▶ **CONSEGNA DELL'ESERCIZIO**: Ricopia parola per parola il passo del testo sulla biblioteca degli Aragona che comincia con "Tra i tanti" e termina con "Library of London.".

▶ **SEZIONE DEL DOCUMENTO**:
◇ ◇ ◇
Nel XV secolo importante evento fu la biblioteca degli Aragona a Napoli (poi razziata da Carlo VIII). Inizialmente essa era una raccolta di libri, di re bibliofili, priva di un preciso progetto culturale e finalizzata all'acquisizione di bei libri di devozione e intrattenimento. Nella Napoli aragonese questa biblioteca si trasforma in biblioteca di Stato, innestandosi in essa il modello umanistico della biblioteca pubblica, nel momento in cui Alfonso Aragona e la sua corte volevano conferire una certa 'immagine' alla monarchia instaurata a Napoli nel 1442. I libri furono materialmente sistemati in alcuni locali ai piani superiori di Castelnuovo, costituendo una vera e propria biblioteca aperta alla pubblica consultazione e nella quale si tenevano anche pubbliche letture. Sempre più entrarono autori classici, in quanto cardini della formazione umanistica. I nuovi esemplari furono improntati alle fogge librarie umanistiche più eleganti e ricercate. Sia sotto Alfonso che sotto il lungo regno di Ferrante, accanto alla biblioteca (come presso le altre biblioteche di Stato) funzionava un corpo di scribi, miniatori, rilegatori stipendiati per produrre manoscritti di lusso, sia per la biblioteca che per uso privato del sovrano e dei membri della famiglia reale.
 
Tra i tanti codici miniati presenti in questa biblioteca, da segnalare "Il Paradiso di Dante Alighieri", miniato nel c.1445 proprio per la biblioteca del re di Napoli dal senese Giovanni di Paolo (c.1399\1482). Sono 61 miniature che non ritraggono solo Dante e Beatrice, come fanno in genere i primi manoscritti miniati, ma anche i vari personaggi che si incontrano. E' un piccolo capolavoro artistico che mostra come il poema alighieriano venisse interpretato verso la metà del XV secolo. Il codice (chiamato "Yates- Thompson") finì poi al British Library of London.
 
I codici miniati
Un particolare aspetto riguarda la produzione dei codici miniati, cioè arricchiti di disegni e pitture. Siamo in un territorio di confine tra arte pittorica e scrittura. Il libro illustrato rimanda a una produzione colta, e a una committenza ricca. Si tratta di ricchi privati (uomini di chiesa, umanisti, signori), o istituzioni private (la chiesa cattolica: vescovati, pontefice ecc.) che promuovono la committenza di questi libri illustrati, tenuti come opere d'arte e come tali custoditi e conservati, oggetto di prestigio, singolo di status sociale. Non si tratta solo di libri illustrati. Già tra i secoli IV e VI, in europa occidentale, nel libro illustrato il repertorio iconografico tende a perdere la sua funzione puramente decorativa per porsi come complemento esplicativo del testo, con un suo ruolo autonomo sottolineato dalla tipologia dell'illustrazione disposta a piena pagina, in quadro singolo o a registri sovrapposti, isolata dal testo scritto. Una tipologia sconosciuta (a quanto ne sappiamo) al libro antico greco-latino. E' il segno delle profonde trasformazioni sociali e culturali. L'immagine viene caricata di una vera e propria funzione pedagogica, da parte di una chiesa che non poteva disporre di un proprio personale interamente alfabetizzato, e ansiosa di comunicare il suo messaggio agli analfabeti.
◇ ◇ ◇
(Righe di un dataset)
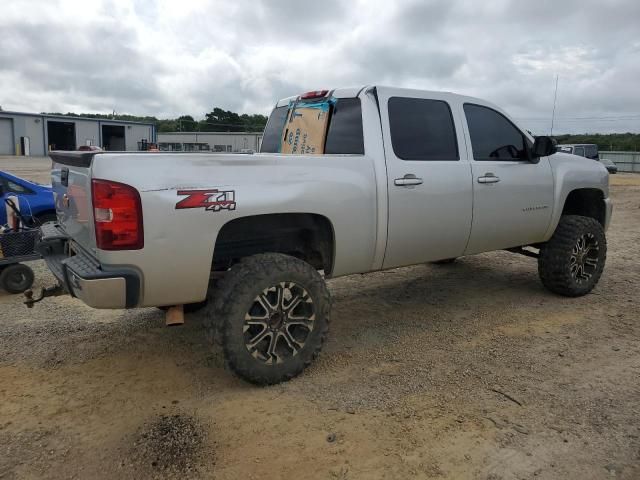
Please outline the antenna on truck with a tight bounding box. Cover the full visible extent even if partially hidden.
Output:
[549,73,559,137]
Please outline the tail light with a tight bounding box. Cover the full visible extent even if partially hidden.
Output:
[91,179,144,250]
[300,90,329,100]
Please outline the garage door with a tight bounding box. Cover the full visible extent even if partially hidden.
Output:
[0,118,15,155]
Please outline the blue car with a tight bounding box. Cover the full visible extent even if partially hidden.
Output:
[0,171,56,225]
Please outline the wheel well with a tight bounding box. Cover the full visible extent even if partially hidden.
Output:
[562,188,606,227]
[212,213,334,275]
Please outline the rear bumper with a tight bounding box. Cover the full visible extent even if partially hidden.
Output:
[36,223,140,308]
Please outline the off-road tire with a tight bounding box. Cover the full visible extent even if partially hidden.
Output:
[205,253,331,385]
[0,263,34,293]
[538,215,607,297]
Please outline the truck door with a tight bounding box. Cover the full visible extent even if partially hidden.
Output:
[377,88,473,268]
[462,103,553,254]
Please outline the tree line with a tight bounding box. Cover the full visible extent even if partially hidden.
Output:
[43,107,640,152]
[554,132,640,152]
[42,107,267,132]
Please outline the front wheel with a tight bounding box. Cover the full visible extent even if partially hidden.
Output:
[538,215,607,297]
[207,253,331,385]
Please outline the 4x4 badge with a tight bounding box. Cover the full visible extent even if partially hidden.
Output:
[176,188,236,212]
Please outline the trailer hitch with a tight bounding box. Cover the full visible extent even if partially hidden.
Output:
[24,285,67,308]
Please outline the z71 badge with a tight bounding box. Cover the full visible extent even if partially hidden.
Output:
[176,188,236,212]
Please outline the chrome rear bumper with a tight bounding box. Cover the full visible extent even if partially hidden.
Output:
[36,223,140,308]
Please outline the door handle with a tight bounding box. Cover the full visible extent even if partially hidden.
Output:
[393,173,422,187]
[478,172,500,183]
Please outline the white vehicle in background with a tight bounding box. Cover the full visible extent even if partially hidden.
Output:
[558,143,618,173]
[32,86,611,384]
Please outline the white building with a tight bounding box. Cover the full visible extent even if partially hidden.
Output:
[158,132,262,152]
[0,111,156,155]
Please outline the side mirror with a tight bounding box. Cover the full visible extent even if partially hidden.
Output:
[531,137,558,158]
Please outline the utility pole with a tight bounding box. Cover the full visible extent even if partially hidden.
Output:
[549,74,559,136]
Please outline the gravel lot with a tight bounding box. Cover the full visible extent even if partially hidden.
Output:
[0,157,640,480]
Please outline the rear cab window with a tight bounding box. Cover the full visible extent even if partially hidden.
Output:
[260,98,364,155]
[388,97,460,161]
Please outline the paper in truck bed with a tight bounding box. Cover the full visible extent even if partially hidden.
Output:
[280,101,331,155]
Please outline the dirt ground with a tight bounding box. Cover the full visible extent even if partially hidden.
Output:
[0,156,640,480]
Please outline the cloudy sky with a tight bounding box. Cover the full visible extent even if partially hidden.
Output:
[0,0,640,133]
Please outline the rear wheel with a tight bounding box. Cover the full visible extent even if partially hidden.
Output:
[538,215,607,297]
[0,263,34,293]
[207,253,331,385]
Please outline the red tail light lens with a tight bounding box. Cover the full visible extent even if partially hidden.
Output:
[91,179,144,250]
[300,90,329,100]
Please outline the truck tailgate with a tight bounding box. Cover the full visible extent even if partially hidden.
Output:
[50,152,95,251]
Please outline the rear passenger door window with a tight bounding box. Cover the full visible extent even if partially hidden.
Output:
[464,103,529,161]
[388,97,460,161]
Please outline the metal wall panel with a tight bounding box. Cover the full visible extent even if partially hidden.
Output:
[0,118,16,155]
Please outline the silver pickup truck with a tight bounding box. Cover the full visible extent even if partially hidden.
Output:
[30,86,611,384]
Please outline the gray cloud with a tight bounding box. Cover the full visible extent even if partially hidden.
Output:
[0,0,640,132]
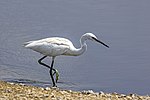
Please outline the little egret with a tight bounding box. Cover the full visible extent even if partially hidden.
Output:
[24,33,109,87]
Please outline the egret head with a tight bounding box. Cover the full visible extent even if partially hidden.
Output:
[83,33,109,48]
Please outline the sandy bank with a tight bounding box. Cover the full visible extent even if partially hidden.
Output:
[0,81,150,100]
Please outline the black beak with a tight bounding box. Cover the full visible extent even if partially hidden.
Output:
[92,37,109,48]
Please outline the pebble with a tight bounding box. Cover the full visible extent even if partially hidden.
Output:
[81,90,94,94]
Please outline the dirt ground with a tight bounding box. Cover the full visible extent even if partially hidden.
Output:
[0,81,150,100]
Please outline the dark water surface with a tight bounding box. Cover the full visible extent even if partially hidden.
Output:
[0,0,150,94]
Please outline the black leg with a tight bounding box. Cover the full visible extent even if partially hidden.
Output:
[49,57,57,87]
[38,56,57,87]
[38,56,50,68]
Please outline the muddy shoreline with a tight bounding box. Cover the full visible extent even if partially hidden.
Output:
[0,81,150,100]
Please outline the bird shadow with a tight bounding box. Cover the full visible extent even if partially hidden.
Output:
[2,78,76,88]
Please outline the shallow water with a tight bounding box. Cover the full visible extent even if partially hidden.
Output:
[0,0,150,94]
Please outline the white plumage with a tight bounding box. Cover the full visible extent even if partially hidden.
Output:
[24,33,109,86]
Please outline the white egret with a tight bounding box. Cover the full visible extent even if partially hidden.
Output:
[24,33,109,86]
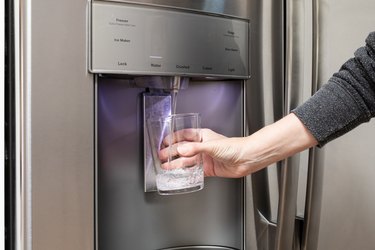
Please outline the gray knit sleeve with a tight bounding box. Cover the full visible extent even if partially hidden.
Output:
[292,32,375,146]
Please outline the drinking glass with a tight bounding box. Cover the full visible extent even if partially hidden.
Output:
[147,113,204,195]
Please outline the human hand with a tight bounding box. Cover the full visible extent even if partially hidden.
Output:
[159,129,253,178]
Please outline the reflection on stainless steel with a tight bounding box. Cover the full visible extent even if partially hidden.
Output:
[160,246,238,250]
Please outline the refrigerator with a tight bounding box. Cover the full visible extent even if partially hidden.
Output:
[5,0,375,250]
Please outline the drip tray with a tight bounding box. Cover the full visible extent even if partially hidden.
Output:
[160,246,238,250]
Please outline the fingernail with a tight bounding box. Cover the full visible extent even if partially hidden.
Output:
[177,144,189,154]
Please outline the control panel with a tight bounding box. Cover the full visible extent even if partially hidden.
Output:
[89,1,250,78]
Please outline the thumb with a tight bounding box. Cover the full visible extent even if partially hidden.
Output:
[177,142,203,157]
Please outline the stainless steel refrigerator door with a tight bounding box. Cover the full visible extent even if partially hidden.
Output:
[97,78,245,250]
[307,0,375,250]
[14,0,94,250]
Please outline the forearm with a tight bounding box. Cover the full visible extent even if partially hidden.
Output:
[242,114,317,175]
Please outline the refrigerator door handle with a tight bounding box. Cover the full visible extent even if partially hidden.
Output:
[301,0,324,250]
[275,0,311,247]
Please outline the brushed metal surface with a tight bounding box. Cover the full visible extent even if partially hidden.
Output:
[97,78,244,250]
[317,0,375,250]
[15,0,94,250]
[94,0,251,18]
[246,0,284,249]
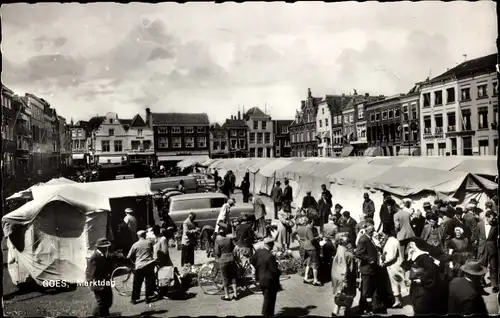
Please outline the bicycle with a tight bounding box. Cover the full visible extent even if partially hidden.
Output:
[111,265,183,297]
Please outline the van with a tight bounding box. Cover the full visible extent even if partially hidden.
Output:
[151,176,199,193]
[169,193,254,228]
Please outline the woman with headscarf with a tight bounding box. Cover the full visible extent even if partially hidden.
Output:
[331,235,357,316]
[276,204,295,250]
[403,238,448,315]
[448,227,472,277]
[378,233,406,308]
[240,172,250,203]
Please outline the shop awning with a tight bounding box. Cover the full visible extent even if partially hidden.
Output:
[365,147,383,157]
[99,156,122,164]
[398,147,420,156]
[342,146,354,157]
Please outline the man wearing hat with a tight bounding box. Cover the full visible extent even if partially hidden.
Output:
[123,208,137,242]
[448,260,488,316]
[127,230,155,305]
[252,237,281,317]
[377,192,396,236]
[363,192,375,218]
[86,238,113,317]
[271,181,283,220]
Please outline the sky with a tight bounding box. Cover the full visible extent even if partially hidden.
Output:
[1,1,497,122]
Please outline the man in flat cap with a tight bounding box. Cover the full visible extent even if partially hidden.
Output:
[127,230,155,304]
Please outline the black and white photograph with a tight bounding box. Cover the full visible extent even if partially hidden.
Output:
[0,1,500,317]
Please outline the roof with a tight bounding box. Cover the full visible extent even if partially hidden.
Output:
[245,107,268,116]
[151,113,210,126]
[171,192,227,202]
[430,53,498,82]
[129,114,146,127]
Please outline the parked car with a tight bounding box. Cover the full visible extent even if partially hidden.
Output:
[151,176,199,193]
[169,193,254,228]
[188,172,215,190]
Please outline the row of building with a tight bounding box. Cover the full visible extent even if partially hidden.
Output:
[2,85,72,180]
[2,54,498,174]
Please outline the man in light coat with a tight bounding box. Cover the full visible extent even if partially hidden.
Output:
[394,199,415,241]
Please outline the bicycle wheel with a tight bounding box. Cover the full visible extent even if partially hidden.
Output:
[111,266,134,296]
[198,262,224,295]
[241,262,262,294]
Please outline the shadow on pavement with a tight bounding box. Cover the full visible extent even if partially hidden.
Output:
[276,305,316,317]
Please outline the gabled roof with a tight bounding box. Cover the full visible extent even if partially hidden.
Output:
[430,53,498,82]
[129,114,146,127]
[151,113,210,126]
[245,107,268,116]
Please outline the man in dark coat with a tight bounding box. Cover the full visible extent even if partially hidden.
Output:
[355,219,379,315]
[271,181,283,220]
[281,179,293,210]
[377,193,396,236]
[86,238,113,317]
[363,192,375,219]
[448,261,488,316]
[474,210,499,293]
[252,237,281,317]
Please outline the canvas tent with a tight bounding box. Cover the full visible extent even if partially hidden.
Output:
[2,185,111,285]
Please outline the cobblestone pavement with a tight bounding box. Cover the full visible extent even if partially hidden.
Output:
[2,193,498,317]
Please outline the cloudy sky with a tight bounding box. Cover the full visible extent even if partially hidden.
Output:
[1,1,497,122]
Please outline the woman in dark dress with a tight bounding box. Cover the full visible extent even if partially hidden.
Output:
[407,238,448,315]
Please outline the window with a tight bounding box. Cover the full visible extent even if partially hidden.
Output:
[403,126,410,141]
[479,139,489,156]
[101,140,111,152]
[172,137,182,148]
[434,91,443,106]
[131,140,141,150]
[446,113,457,131]
[451,138,457,156]
[358,104,365,119]
[446,87,455,104]
[461,87,470,101]
[184,137,194,148]
[257,133,262,144]
[426,144,434,156]
[477,107,488,129]
[434,115,443,134]
[424,116,432,134]
[462,137,472,156]
[422,93,431,107]
[171,127,181,134]
[114,140,123,152]
[198,137,207,148]
[158,137,168,148]
[462,109,472,130]
[264,133,271,144]
[477,84,488,98]
[158,127,167,134]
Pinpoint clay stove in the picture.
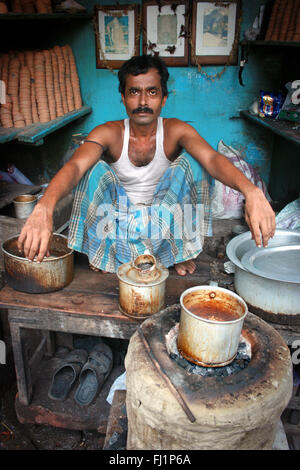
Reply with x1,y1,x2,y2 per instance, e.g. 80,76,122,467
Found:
125,305,293,450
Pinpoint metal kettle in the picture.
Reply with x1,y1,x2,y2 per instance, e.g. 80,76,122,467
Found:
117,254,169,320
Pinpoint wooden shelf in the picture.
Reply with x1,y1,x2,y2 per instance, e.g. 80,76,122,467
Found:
241,40,300,47
0,12,93,21
0,106,92,145
240,111,300,145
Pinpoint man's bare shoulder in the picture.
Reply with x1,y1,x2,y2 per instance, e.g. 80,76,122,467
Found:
88,120,124,138
164,118,195,139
◇ ◇ ◇
▶ **RISULTATO**:
Tra i tanti codici miniati presenti in questa biblioteca, da segnalare "Il Paradiso di Dante Alighieri", miniato nel c.1445 proprio per la biblioteca del re di Napoli dal senese Giovanni di Paolo (c.1399\1482). Sono 61 miniature che non ritraggono solo Dante e Beatrice, come fanno in genere i primi manoscritti miniati, ma anche i vari personaggi che si incontrano. E' un piccolo capolavoro artistico che mostra come il poema alighieriano venisse interpretato verso la metà del XV secolo. Il codice (chiamato "Yates- Thompson") finì poi al British Library of London.